__STUDY TEXT__:
Addicted to Food? Increasing Evidence Suggests Compulsive Eating, like Compulsive Drug Use, Is a Brain Disorder.
Increasing Evidence Suggests Compulsive Eating, like Compulsive Drug Use, Is a Brain Disorder


by Brenda Patoine

May 20, 2009

 

BRIEFING PAPER

              

Ann Whitman
(212)223-4040
awhitman@dana.org

             

Johanna Goldberg
(212)223-4040
jgoldberg@dana.org

Could pathological overeating be considered an addictive disorder, in which food is the “drug” of choice?            

The issue, with all its scientific, social, and even legal implications, is one of many being debated as the American Psychiatry Association readies for publication (in 2012) the latest version of its psychiatric diagnostic manual, the DSM-V.

__QUESTIONS TO ANSWER__:
1. Print everything in the food addiction briefing paper from "Ann Whitman" down to "manual, the DSM-V.", unchanged.
2. Proceed with the briefing paper on compulsive eating as a brain disorder, picking up after its final sentence.
Nothing in the saved entries has any bearing on this.

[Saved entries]
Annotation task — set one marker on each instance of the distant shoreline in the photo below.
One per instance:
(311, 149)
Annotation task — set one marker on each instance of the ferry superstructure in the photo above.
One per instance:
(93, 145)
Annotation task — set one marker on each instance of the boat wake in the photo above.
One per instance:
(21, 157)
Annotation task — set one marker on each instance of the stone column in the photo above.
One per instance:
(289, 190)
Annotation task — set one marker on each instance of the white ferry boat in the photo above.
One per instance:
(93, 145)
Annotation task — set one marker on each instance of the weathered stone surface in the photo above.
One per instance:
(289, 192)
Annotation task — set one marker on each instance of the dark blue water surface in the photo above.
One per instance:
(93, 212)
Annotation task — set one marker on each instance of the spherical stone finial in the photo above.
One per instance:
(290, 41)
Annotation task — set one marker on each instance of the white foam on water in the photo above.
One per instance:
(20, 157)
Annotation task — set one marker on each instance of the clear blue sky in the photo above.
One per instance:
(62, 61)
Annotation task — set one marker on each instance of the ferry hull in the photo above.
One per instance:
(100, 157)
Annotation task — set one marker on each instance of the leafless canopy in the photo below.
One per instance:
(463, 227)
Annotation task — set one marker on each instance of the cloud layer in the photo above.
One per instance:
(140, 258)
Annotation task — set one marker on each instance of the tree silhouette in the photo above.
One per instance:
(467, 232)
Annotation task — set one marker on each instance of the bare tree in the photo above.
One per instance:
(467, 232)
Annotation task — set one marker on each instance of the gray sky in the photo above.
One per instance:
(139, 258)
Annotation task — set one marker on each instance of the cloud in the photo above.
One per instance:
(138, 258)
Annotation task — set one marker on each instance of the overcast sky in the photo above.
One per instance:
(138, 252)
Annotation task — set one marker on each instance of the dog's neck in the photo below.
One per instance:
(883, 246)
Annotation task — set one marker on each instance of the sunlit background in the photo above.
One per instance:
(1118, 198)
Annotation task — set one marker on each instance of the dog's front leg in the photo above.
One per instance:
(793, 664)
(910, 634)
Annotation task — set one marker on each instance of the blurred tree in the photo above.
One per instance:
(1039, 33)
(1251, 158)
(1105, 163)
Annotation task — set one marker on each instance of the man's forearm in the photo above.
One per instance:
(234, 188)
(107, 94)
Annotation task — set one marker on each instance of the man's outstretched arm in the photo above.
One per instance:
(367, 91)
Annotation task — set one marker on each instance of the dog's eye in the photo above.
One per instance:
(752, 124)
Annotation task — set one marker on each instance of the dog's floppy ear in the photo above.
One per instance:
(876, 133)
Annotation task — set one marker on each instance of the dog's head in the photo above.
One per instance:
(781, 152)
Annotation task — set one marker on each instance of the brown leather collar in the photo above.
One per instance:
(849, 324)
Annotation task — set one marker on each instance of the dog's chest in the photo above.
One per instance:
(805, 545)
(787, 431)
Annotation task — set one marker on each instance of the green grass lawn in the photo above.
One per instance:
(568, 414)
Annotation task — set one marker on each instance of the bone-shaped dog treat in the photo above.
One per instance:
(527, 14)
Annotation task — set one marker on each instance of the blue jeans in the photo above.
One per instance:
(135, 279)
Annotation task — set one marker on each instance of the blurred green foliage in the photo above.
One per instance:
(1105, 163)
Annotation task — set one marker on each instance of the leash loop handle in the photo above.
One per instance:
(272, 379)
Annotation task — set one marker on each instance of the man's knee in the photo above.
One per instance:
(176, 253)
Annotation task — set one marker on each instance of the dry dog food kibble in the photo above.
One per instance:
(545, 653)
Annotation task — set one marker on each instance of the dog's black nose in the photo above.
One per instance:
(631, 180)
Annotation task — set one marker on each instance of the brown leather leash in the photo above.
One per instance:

__LIST OF ANSWERS__:
1.
Ann Whitman
(212)223-4040
awhitman@dana.org

             

Johanna Goldberg
(212)223-4040
jgoldberg@dana.org

Could pathological overeating be considered an addictive disorder, in which food is the “drug” of choice?            

The issue, with all its scientific, social, and even legal implications, is one of many being debated as the American Psychiatry Association readies for publication (in 2012) the latest version of its psychiatric diagnostic manual, the DSM-V.

2.
If the idea that a juicy cheeseburger or brownie sundae can, for some, trigger behaviors that mimic addiction to cocaine, heroin or alcohol seems hard to accept, consider that one of the leading proponents of treating compulsive pathological overeating as a brain disorder is no less an authority than Nora Volkow, M.D., the director of the National Institute for Drug Abuse (NIDA) and a member of the Dana Alliance for Brain Initiatives.  Volkow, whose research has helped unravel the brain circuitry underlying compulsive overeating and drug addiction, has proposed that forms of obesity that are driven by an excessive motivational drive for food and an inability to exert self-control over these behaviors be included as a mental disorder in DSM-V.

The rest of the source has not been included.